#### [Задание 1]
Назовите всех помощников Климова, которых текст о дозаправке самолетов в воздухе перечисляет поименно. Укажите для каждого должность и звание.
#### [Задание 2]
Перепишите из текста о дозаправке самолетов в воздухе отрывок, начиная со слов «Но после полета» и заканчивая словами «заговорил Евгений Климов.».
#### [Задание 3]
Продолжите текст о дозаправке самолетов в воздухе с того места, на котором он заканчивается.

#### [Исходный текст]

>>

Шли на сближение с танкером. За ним, провиснув в воздухе, тянулся топливный шланг, на конце которого мерно покачивался тяжелый металлический конус.

Летчик танкера строго выдерживал режим заправки — скорость, высоту, курс.

Климов, искусно маневрируя своим самолетом, наконец соединился с танкером, энергично произнес:

— Контакт!

— Есть, контакт! — ответил в тот же миг подполковник Новичков.

...Шло топливо. В зависимости от того, сколько его надо взять, режим заправки нужно выдерживать в течение определенного времени.

Наконец баки наполнились топливом. Подошла минута расцепки.

— Ухожу! Спасибо за керосин! До свидания, — четко, но с обычным своим юмором проговорил Климов и [139] плавно отвалил в сторону заметно потяжелевший корабль.

— Чистого вам неба! До встречи на земле! — пожелал ему и всему экипажу подполковник Михаил Сергеевич Новичков.

— Командир, установи курс двести семьдесят градусов! — передал штурман корабля.

— Есть, курс двести семьдесят!

Климов установил новый курс и вытер платком с лица пот. Потом он повернул голову вправо и увидел, что Кузнецов и Дедух тоже вытирают пот с лица.

— Ну что, товарищ, генерал, хороша заправочка? — бесцеремонно, со своей неизменной улыбкой, спросил Климов.

— Хороша, Климов, заправка, хороша...

— То-то же!

— Восхищаюсь вашей работой. Молодцы! Тяжело все-таки...

— Об этом я на партийном собрании и говорил.

— Правильно ты вчера говорил! — согласился генерал.

* * *

...После выполнения задания они пошли на свой аэродром на посадку.

Заслуженный летчик-испытатель СССР Евгений Александрович Климов за восемнадцать лет испытательной работы (и это с пулей у сердца!) провел большое количество испытаний. Это он первым в Советском Союзе выполнил длительный высотный полет на стратегическом бомбардировщике.

То был полет в район Арктики на дальность и, что характерно, с попутной и встречной дозаправками.

Помощниками Климова были второй летчик подполковник Сек, штурман подполковник Царегородцев, [140] штурман-оператор полковник Полетаев, радист майор Петриков и другие товарищи.

Что и говорить, испытания эти имели исключительно большое значение для обороноспособности нашей Родины.

Но после полета в конечную, такую далекую точку маршрута экипажу предстояло еще выполнить и встречную дозаправку топливом.

Сколько же моральных и физических сил надо иметь испытателям, чтобы справиться с таким заданием!

И вот они встретились — корабль Климова и танкер, пилотируемый летчиками Григорием Неверовым и Федором Колтуновым.

Связь между ними по радио была установлена еще давно. Теперь же с помощью сложной аппаратуры и сигнальных огней летчики сблизились.

— Вижу тебя, Гриша, вижу! Разворачивайся вправо! — первым заговорил Евгений Климов.

— Хорошо, Женя. Действуй!

<<

#### [Сведения]
>>

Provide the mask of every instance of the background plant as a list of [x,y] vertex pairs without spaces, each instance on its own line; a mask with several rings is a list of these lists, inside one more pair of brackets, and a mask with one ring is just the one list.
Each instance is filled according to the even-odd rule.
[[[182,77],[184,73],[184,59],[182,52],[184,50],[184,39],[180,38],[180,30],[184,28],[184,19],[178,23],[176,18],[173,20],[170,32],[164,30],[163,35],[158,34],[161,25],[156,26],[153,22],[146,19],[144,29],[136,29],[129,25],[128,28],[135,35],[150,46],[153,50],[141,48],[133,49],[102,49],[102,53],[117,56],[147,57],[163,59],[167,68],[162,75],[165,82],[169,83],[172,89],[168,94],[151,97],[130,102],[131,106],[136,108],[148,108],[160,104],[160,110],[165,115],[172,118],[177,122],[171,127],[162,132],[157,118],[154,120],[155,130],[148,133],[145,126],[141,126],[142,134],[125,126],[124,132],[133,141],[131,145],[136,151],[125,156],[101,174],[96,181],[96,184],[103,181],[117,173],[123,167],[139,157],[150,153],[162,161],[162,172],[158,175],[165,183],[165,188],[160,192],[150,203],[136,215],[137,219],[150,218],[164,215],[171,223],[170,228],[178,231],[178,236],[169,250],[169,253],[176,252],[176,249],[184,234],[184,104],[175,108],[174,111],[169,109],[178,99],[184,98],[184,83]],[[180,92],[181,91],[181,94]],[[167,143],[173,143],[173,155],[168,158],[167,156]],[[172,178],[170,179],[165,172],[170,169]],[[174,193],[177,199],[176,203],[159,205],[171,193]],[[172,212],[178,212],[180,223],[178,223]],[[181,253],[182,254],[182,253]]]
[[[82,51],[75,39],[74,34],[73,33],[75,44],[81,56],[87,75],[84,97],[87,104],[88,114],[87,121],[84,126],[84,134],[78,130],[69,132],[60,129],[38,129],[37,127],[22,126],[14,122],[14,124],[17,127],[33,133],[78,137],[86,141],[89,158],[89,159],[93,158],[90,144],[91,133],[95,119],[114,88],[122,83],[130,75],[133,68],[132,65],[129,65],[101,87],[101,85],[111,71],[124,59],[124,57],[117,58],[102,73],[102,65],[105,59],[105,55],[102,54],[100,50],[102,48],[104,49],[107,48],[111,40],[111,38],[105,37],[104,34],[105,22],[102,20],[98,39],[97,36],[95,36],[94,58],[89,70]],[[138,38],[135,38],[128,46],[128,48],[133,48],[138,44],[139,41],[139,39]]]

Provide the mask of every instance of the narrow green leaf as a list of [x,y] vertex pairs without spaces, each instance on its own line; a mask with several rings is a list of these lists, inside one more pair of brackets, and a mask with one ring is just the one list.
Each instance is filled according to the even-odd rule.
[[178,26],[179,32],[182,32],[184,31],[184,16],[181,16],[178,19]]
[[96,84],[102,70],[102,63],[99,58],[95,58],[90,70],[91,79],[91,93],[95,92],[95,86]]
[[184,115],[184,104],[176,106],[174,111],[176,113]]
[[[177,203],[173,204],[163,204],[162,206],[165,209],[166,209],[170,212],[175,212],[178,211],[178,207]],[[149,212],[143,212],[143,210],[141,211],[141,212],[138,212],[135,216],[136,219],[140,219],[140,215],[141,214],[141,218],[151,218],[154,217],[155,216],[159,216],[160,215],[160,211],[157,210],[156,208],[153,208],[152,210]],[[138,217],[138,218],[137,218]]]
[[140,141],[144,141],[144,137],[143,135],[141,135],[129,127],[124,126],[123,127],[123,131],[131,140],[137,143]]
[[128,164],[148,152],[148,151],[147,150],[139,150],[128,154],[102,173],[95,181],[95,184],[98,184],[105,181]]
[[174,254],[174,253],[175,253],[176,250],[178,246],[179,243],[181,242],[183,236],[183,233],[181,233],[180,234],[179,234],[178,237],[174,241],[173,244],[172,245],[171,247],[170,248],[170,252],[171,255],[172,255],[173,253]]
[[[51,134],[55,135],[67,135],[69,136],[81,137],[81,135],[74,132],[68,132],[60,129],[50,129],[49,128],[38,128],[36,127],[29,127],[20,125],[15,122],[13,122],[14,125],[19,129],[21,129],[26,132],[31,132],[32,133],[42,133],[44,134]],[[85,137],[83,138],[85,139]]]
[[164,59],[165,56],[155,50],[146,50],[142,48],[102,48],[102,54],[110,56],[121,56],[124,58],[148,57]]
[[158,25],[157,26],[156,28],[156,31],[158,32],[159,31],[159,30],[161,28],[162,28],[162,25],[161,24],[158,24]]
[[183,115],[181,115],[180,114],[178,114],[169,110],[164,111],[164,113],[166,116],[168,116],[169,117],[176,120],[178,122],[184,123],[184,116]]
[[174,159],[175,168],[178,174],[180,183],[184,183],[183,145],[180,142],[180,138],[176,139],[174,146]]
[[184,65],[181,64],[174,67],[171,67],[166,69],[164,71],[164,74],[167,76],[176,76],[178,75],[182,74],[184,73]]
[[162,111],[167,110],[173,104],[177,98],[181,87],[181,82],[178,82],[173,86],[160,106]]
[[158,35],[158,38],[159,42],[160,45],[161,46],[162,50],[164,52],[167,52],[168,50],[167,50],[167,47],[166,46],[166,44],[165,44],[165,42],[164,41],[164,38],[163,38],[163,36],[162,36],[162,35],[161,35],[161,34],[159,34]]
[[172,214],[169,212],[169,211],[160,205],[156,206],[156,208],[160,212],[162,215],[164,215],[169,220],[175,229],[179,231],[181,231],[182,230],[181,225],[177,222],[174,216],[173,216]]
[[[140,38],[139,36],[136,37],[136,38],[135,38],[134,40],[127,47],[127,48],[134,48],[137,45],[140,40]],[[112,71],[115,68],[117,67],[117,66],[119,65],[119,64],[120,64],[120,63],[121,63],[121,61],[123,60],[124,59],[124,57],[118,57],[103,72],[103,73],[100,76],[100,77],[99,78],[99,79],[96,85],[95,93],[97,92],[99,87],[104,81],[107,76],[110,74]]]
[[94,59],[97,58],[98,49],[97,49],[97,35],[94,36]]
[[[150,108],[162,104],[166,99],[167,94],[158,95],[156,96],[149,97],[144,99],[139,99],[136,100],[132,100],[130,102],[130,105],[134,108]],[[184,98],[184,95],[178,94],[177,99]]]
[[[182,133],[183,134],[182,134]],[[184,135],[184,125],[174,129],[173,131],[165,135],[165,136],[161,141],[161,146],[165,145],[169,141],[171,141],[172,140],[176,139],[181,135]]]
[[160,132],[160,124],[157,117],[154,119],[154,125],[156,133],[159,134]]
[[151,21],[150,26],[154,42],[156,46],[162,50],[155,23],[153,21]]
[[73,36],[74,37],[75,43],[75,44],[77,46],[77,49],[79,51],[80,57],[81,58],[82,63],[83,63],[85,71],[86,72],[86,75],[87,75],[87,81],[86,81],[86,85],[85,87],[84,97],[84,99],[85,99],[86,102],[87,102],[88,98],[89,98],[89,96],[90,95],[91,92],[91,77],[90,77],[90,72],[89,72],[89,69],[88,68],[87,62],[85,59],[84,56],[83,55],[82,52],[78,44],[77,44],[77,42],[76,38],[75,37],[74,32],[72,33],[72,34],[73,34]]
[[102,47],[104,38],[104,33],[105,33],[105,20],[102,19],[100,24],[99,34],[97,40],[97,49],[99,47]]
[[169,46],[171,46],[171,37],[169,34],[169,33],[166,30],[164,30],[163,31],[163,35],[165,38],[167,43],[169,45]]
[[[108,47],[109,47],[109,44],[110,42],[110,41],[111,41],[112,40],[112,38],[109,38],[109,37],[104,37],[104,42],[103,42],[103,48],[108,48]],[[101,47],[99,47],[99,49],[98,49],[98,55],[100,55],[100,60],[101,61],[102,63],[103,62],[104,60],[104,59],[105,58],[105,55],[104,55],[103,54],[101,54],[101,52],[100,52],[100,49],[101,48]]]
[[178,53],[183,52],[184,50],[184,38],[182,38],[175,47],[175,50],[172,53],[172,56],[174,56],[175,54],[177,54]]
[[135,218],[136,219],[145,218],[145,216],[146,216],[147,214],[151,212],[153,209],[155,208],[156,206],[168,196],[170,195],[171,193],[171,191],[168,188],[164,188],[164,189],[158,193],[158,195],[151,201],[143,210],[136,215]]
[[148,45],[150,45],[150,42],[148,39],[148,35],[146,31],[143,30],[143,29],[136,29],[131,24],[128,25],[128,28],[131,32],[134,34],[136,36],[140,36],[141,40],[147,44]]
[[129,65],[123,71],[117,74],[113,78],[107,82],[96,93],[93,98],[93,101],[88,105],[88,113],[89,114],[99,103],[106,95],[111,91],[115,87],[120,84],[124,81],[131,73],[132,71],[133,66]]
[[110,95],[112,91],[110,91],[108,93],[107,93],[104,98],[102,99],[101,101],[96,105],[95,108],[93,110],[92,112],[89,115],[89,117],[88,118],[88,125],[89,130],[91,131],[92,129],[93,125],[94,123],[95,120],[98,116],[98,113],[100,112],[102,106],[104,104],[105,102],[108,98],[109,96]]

<<

#### [Ответ 1]
- Второй летчик подполковник Сек
- Штурман подполковник Царегородцев
- Штурман-оператор полковник Полетаев
- Радист майор Петриков

#### [Ответ 2]
Но после полета в конечную, такую далекую точку маршрута экипажу предстояло еще выполнить и встречную дозаправку топливом.

Сколько же моральных и физических сил надо иметь испытателям, чтобы справиться с таким заданием!

И вот они встретились — корабль Климова и танкер, пилотируемый летчиками Григорием Неверовым и Федором Колтуновым.

Связь между ними по радио была установлена еще давно. Теперь же с помощью сложной аппаратуры и сигнальных огней летчики сблизились.

— Вижу тебя, Гриша, вижу! Разворачивайся вправо! — первым заговорил Евгений Климов.

#### [Ответ 3]
Маневр самолетов был летчиками построен очень удачно и вскоре Климов с первой же попытки произвел сцепку.

Топливо под большим давлением устремилось в баки бомбардировщика.

На обоих кораблях внимательно следили за ходом операции.

— Командир, хватит! Уходи! Оставь мне, а то домой не дойду... — то ли шутя, то ли серьезно предупредил Неверов.

— Командир знает, сколько брать топлива! — отрезал Климов. — И сколько оставить...

— Уходи, командир, уходи!.. Упаду по дороге...

— Все, ухожу! Спасибо за материально-техническое обеспечение! До встречи! Эх, вдоль по Питерской!.. — запел задорно Климов. [141]

Да, приняв в Заполярье в свой самолет тонны топлива, можно в самом деле петь.

Климов с большим душевным подъемом, улыбаясь и тихонько напевая, продолжал выполнять задание.

Неверов разворачивал свой танкер к дому и шутя приговаривал:

— Всю горючку высосал, дьявол... Обобрал до нитки... Надо же...

В этот день и один, и другой самолеты приземлились на своем аэродроме.

Неверов, подойдя к Климову, улыбнулся:

— А ты молодец все-таки: оставил мне топлива тютелька в тютельку — долететь домой и произвести посадку...

* * *

— Самолетовождение во второй половине двадцатого века — наука точная. А потом у меня на борту, как ни говори, два заслуженных штурмана находились, — засмеялся Климов.

Да, расчет... Всегда он, Климов, кажущийся на первый взгляд бесшабашным шутником, любил рассчитывать, творчески мыслить в полете, приучив себя к этому еще на фронте, где вместе со штурманом Виктором Дегтяревым и стрелком-радистом Иваном Самойлюком выполнил немалое количество боевых вылетов, причем с самыми различными, порой сложнейшими заданиями.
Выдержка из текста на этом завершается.